• [TEXT SHOWN]:
[Start of section]

Daisy Hernández grew up knowing her Tía Dora was always thin and sickly. She never quite knew what was wrong, but the issues defined Dora’s life. As an adult, Hernández gives a name to the problem: Chagas. As a journalist, she embarks on a journey that takes her all over the country to interview patients, epidemiologists, and even veterinarians with the Department of Defense. The journey has been long and arduous. It’s also been revealing about the ways in which racial politics and for-profit healthcare have contributed to the problem of Chagas, the kissing bug disease that ravages the human body and destroys families.

Highlights from the interview

The author on her earliest awareness of Chagas, the "kissing bug" disease
My earliest awareness was really...being in the hospital, visiting my auntie. This was at Columbia Presbyterian Medical Center, what it was called back then in New York City. Well, at that age, of course I was only five or six. So I actually didn't quite grasp that there was an adult who was sick. I simply accepted things as being so normal. And so I accepted that my auntie was in this hospital, as she would spend weeks at a time in this hospital. And over the years as I grew up, she was in and out of hospitals and it wasn't until I was around 12 that another family member began to explain a little bit about the illness, but it really took many years. And it sort of coincided with my growing up to understand that she had this parasitic disease.

[End of section]

• [TASKS TO COMPLETE]:
1. Can you return the passage of the Chagas interview between "The author on" and "this parasitic disease.", inclusive?
2. Could you carry the Chagas interview forward from its last sentence?

• [MATERIAL SHOWN]:
[Start of section]

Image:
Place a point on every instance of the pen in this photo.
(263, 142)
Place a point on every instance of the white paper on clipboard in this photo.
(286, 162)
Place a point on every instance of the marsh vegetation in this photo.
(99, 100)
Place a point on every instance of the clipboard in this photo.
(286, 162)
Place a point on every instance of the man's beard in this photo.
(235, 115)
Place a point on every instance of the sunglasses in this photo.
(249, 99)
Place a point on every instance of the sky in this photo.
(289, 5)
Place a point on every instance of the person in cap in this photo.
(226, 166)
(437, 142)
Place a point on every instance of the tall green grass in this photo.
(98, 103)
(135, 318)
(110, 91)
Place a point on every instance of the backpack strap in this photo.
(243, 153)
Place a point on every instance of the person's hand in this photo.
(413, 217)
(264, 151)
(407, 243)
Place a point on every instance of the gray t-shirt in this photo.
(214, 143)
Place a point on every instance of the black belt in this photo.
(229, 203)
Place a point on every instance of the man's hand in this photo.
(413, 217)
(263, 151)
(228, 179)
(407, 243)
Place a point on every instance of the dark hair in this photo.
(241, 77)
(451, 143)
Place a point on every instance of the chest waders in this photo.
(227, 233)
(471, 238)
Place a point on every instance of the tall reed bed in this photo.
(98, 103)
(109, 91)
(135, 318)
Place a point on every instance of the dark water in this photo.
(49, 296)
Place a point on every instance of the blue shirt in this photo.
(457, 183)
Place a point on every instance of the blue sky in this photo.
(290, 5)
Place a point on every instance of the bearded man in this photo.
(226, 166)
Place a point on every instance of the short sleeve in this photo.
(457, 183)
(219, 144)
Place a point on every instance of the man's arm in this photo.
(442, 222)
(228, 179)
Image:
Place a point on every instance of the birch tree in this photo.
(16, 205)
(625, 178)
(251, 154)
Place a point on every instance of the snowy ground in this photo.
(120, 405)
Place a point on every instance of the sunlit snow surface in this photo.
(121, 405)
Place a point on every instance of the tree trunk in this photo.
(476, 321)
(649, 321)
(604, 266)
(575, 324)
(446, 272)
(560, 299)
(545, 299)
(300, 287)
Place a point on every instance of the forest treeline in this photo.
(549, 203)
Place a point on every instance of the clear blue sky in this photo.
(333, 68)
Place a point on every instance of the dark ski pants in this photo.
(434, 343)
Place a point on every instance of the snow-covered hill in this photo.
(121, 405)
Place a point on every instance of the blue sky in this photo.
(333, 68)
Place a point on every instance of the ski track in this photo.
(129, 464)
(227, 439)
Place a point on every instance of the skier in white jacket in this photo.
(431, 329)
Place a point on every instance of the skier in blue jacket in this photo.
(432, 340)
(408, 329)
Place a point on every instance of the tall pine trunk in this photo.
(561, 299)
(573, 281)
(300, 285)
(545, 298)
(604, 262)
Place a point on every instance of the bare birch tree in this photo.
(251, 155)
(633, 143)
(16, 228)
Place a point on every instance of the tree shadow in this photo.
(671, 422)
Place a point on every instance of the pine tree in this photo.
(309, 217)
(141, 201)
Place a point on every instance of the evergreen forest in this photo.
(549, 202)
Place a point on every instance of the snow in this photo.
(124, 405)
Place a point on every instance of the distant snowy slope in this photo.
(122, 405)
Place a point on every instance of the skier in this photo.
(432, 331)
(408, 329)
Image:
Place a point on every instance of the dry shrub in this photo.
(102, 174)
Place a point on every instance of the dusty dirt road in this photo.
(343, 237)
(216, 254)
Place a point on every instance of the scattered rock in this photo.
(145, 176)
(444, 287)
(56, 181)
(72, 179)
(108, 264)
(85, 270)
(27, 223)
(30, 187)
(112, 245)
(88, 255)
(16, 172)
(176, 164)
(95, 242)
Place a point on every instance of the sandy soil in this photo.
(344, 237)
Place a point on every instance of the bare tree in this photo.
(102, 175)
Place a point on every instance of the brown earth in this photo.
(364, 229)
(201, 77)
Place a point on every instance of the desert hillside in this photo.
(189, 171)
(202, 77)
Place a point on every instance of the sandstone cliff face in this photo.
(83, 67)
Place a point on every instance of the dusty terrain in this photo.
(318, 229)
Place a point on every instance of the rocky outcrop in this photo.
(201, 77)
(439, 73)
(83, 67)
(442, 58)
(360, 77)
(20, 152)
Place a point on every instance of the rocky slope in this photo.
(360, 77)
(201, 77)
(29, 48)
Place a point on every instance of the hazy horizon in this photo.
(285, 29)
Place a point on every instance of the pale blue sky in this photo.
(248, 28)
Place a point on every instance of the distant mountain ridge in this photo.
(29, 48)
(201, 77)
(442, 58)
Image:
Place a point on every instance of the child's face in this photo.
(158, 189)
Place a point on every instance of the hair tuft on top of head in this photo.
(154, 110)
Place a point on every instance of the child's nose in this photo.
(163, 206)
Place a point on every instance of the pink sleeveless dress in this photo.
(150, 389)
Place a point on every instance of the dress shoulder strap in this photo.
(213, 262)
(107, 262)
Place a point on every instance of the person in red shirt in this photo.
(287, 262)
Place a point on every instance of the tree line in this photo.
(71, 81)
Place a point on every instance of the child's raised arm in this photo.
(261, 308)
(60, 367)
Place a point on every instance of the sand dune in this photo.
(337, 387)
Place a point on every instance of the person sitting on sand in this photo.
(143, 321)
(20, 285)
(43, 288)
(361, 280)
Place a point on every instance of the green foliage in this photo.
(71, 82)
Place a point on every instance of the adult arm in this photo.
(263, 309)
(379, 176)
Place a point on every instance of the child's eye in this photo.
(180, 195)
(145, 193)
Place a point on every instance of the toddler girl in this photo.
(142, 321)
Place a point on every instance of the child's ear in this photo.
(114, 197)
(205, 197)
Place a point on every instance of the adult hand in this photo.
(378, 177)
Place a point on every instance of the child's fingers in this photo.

[End of section]

• [ANSWERS BELOW]:
1.
The author on her earliest awareness of Chagas, the "kissing bug" disease
My earliest awareness was really...being in the hospital, visiting my auntie. This was at Columbia Presbyterian Medical Center, what it was called back then in New York City. Well, at that age, of course I was only five or six. So I actually didn't quite grasp that there was an adult who was sick. I simply accepted things as being so normal. And so I accepted that my auntie was in this hospital, as she would spend weeks at a time in this hospital. And over the years as I grew up, she was in and out of hospitals and it wasn't until I was around 12 that another family member began to explain a little bit about the illness, but it really took many years. And it sort of coincided with my growing up to understand that she had this parasitic disease.

2.
On deciding to research the disease
When I started to read about it, it became such a shock to find out that it was not a rare disease, but rather a neglected one. And that was such a shock to me to learn that the World Health Organization has an entire list of diseases that are neglected. That's what they have in common is that they're neglected, but they're very pervasive. And of course they're outside of the United States and outside of Western Europe. And they affect more than a billion people. It came as such a shock and I wanted at that point, I wanted to learn more and I also ended up having a lot of questions around whether there were other families like my own, who were struggling with Chagas disease or the "kissing bug" disease.

On researching the disease in dogs in Texas
I ended up actually in Texas because there is phenomenal work that's being done on the kissing blood disease by a veterinarian at Texas A&M in College Station...They had actually identified that the kissing bug disease is pretty prevalent in dogs across the state. And so we knew before she started doing this work, what the experts knew was that you could definitely find it in dogs in South Texas, but she went and looked at dogs across the entire state. And as I don't have to tell all of your listeners, but there's a lot of different environmental regions, ecoregions within the state. It's so, so expansive. And so the fact that these insects are throughout the state, that dogs are having contact with them. Either the bugs are biting them, or they're eating the bugs.